**Task brief**
Copy each of the records below word for word, leaving none out.
* start *
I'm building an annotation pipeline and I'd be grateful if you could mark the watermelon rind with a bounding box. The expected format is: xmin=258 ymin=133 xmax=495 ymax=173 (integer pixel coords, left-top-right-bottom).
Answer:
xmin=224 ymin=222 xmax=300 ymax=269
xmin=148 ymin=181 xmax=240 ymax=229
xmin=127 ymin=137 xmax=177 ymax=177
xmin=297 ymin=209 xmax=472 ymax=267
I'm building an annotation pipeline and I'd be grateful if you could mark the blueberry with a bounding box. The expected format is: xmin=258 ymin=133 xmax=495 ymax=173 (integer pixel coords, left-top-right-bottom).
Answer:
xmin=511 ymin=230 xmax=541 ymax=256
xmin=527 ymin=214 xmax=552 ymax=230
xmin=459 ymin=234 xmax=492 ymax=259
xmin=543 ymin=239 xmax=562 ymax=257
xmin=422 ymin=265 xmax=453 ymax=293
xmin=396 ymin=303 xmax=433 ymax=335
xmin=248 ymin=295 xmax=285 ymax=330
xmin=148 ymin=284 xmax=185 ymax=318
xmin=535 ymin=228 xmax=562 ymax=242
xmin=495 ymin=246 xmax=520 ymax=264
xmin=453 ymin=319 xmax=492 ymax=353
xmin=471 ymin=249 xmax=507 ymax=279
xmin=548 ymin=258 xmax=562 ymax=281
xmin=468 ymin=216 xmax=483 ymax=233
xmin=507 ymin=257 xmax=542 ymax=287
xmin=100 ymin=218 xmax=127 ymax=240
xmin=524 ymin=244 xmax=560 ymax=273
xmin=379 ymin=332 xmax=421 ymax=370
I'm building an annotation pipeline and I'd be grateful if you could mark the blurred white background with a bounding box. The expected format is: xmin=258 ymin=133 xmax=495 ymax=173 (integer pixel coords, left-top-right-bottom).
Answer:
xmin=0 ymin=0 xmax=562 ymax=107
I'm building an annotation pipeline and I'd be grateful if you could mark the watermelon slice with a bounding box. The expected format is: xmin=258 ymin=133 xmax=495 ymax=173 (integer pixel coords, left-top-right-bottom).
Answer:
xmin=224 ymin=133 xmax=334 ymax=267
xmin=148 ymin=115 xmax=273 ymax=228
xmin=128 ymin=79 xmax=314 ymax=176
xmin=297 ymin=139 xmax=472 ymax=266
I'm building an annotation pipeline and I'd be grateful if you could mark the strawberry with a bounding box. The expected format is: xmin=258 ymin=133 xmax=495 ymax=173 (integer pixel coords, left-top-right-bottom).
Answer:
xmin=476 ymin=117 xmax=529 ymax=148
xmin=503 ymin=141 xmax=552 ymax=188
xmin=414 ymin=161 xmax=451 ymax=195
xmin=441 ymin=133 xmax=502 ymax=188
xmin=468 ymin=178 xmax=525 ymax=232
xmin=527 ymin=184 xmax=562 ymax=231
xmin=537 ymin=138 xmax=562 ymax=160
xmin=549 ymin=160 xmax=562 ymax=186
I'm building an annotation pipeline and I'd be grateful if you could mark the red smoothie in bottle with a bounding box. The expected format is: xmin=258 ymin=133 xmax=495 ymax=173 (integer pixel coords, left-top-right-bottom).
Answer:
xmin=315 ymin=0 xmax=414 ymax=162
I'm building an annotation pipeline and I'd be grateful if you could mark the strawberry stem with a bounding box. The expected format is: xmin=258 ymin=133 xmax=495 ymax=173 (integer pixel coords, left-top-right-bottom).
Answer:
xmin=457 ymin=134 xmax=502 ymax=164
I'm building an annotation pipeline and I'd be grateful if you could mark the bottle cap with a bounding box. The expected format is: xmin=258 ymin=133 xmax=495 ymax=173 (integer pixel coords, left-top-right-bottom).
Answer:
* end *
**Complete answer**
I'm building an annotation pipeline and I'd be grateful if you could mark the watermelon rind with a bounding box. The expected format is: xmin=258 ymin=133 xmax=495 ymax=173 (integer pixel coords, left-top-right-bottom).
Answer:
xmin=224 ymin=222 xmax=300 ymax=269
xmin=148 ymin=181 xmax=240 ymax=229
xmin=127 ymin=137 xmax=177 ymax=177
xmin=297 ymin=209 xmax=472 ymax=267
I'm building an annotation pipeline and I'd be grateful if you could mark the blueberry with a bounding box. The expected format is: xmin=258 ymin=133 xmax=495 ymax=173 (integer pixel coords, left-top-right-bottom).
Answer:
xmin=511 ymin=230 xmax=541 ymax=256
xmin=527 ymin=214 xmax=552 ymax=230
xmin=459 ymin=234 xmax=492 ymax=259
xmin=543 ymin=239 xmax=562 ymax=257
xmin=422 ymin=265 xmax=453 ymax=293
xmin=396 ymin=303 xmax=433 ymax=335
xmin=248 ymin=295 xmax=285 ymax=330
xmin=148 ymin=284 xmax=185 ymax=318
xmin=535 ymin=228 xmax=562 ymax=242
xmin=495 ymin=246 xmax=520 ymax=264
xmin=453 ymin=319 xmax=492 ymax=353
xmin=471 ymin=249 xmax=507 ymax=279
xmin=548 ymin=258 xmax=562 ymax=281
xmin=468 ymin=216 xmax=483 ymax=233
xmin=507 ymin=257 xmax=542 ymax=287
xmin=100 ymin=218 xmax=127 ymax=240
xmin=524 ymin=244 xmax=560 ymax=273
xmin=379 ymin=332 xmax=421 ymax=370
I'm building an annotation pipeline and I'd be grateful if you could mark the blurred white background with a bounding box. The expected format is: xmin=258 ymin=133 xmax=495 ymax=173 (integer pixel coords, left-top-right-bottom).
Answer:
xmin=0 ymin=0 xmax=562 ymax=107
I'm building an annotation pipeline and I'd be grateful if you could mark the watermelon slice with a bounding box. The expected format is: xmin=258 ymin=133 xmax=495 ymax=173 (integer pixel coords, left-top-right-bottom).
Answer:
xmin=224 ymin=133 xmax=334 ymax=267
xmin=148 ymin=115 xmax=273 ymax=228
xmin=128 ymin=79 xmax=314 ymax=176
xmin=297 ymin=139 xmax=472 ymax=266
I'm building an annotation pipeline and I'd be grateful if you could mark the strawberry with a bounding box. The expected format is: xmin=258 ymin=133 xmax=495 ymax=173 (integer pixel coords, left-top-right-bottom).
Answer:
xmin=476 ymin=117 xmax=529 ymax=148
xmin=503 ymin=141 xmax=552 ymax=188
xmin=414 ymin=161 xmax=451 ymax=195
xmin=441 ymin=133 xmax=502 ymax=188
xmin=468 ymin=178 xmax=525 ymax=232
xmin=527 ymin=184 xmax=562 ymax=231
xmin=537 ymin=138 xmax=562 ymax=160
xmin=549 ymin=160 xmax=562 ymax=186
I'm building an annotation pipeline and I'd be grateful if you could mark the red smoothie in bottle with a bounding box. The expected format is: xmin=258 ymin=133 xmax=495 ymax=173 (integer pixel coords, left-top-right-bottom).
Answer:
xmin=315 ymin=0 xmax=414 ymax=162
I'm building an annotation pipeline and I'd be grateful if you could mark the strawberry stem with a bounding box. The expected format is: xmin=258 ymin=133 xmax=495 ymax=173 (integer pixel coords, left-top-right-bottom).
Answer:
xmin=457 ymin=134 xmax=502 ymax=164
I'm building an annotation pipeline and I'd be grateful if you could mark the bottle cap with a bounding box. The expected format is: xmin=258 ymin=133 xmax=495 ymax=173 (integer pixel coords, left-top-right-bottom).
Answer:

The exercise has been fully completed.